#### Source excerpt

Because in this contribution the main purpose is to demonstrate the broadband high efficiency of the metal double-blazed grating, we waive the development of perfectly adapted multilayer systems but used a simplified approach of more artificial anti-reflection coatings. In particular, we introduced a graded-index transition consisting of 20 artificial layers with a single layer thickness of 50 nm between both dielectric sawtooth profiles, which changes the refractive index linearly from one material to the other. Analogously a final anti-reflective layer stack was introduced to the top blazed grating. In particular, the final top layer was composed of 20 artificial layers, each with a thickness of 50 nm, and assuming a graded index transition with a linearly changing refractive index between ${\rm TiO}_2$ or ITO, respectively, and ambient air.

########
#### Provided records

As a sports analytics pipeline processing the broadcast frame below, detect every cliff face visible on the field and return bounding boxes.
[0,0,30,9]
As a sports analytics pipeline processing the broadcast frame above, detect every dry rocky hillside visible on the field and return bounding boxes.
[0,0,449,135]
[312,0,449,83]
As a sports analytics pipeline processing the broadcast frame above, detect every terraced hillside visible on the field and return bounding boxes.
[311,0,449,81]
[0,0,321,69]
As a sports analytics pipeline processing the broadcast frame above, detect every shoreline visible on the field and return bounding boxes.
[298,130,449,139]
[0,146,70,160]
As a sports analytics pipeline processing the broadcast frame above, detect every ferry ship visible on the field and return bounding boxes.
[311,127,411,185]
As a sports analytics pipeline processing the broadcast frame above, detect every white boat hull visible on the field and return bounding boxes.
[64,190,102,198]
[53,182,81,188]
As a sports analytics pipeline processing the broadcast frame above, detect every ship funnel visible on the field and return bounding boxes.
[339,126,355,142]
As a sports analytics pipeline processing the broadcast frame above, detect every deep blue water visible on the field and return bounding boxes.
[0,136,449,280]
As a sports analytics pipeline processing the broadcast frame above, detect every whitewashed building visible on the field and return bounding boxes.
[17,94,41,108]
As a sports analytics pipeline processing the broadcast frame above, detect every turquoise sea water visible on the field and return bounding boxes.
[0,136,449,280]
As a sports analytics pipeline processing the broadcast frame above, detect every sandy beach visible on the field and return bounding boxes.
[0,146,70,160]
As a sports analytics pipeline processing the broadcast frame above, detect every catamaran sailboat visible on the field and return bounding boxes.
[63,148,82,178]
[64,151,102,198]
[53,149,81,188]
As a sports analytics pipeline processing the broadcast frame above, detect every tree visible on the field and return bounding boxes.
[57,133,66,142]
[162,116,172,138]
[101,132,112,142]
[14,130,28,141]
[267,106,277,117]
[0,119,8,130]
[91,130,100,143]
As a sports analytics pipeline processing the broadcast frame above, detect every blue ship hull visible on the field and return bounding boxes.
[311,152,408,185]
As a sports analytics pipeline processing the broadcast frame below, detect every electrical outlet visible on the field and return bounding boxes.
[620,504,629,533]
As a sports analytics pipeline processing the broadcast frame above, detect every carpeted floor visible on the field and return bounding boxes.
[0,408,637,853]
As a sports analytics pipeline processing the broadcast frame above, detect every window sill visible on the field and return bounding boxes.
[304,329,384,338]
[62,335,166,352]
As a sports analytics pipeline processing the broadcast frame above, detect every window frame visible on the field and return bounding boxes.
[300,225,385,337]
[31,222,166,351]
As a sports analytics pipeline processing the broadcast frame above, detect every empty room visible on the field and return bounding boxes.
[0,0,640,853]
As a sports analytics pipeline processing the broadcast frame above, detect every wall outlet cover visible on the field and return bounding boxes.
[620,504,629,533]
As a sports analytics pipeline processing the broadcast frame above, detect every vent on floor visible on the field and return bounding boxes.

########

▶ _Written request 1_
Answer these questions from the excerpt on the double-blazed grating:
(a) How many artificial layers make up the graded-index transition placed between both dielectric sawtooth profiles?
(b) In what way does that transition change the refractive index from one material to the other?
(c) Between which materials and ambient air does the final top layer assume a graded index transition?
▶ _Written request 2_
Decide whether each statement agrees with the excerpt on the double-blazed grating. Answer yes or no, and quote the words that decide it.
(a) Perfectly adapted multilayer systems were developed for this contribution.
(b) Each artificial layer in the final top layer is 50 nm thick.
(c) The final anti-reflective layer stack was introduced to the bottom grating.

▶ _Complete output 1_
(a) 20 artificial layers.
(b) It changes the refractive index linearly.
(c) TiO₂ or ITO.

▶ _Complete output 2_
(a) No: "we waive the development of perfectly adapted multilayer systems"
(b) Yes: "each with a thickness of 50 nm"
(c) No: "a final anti-reflective layer stack was introduced to the top blazed grating"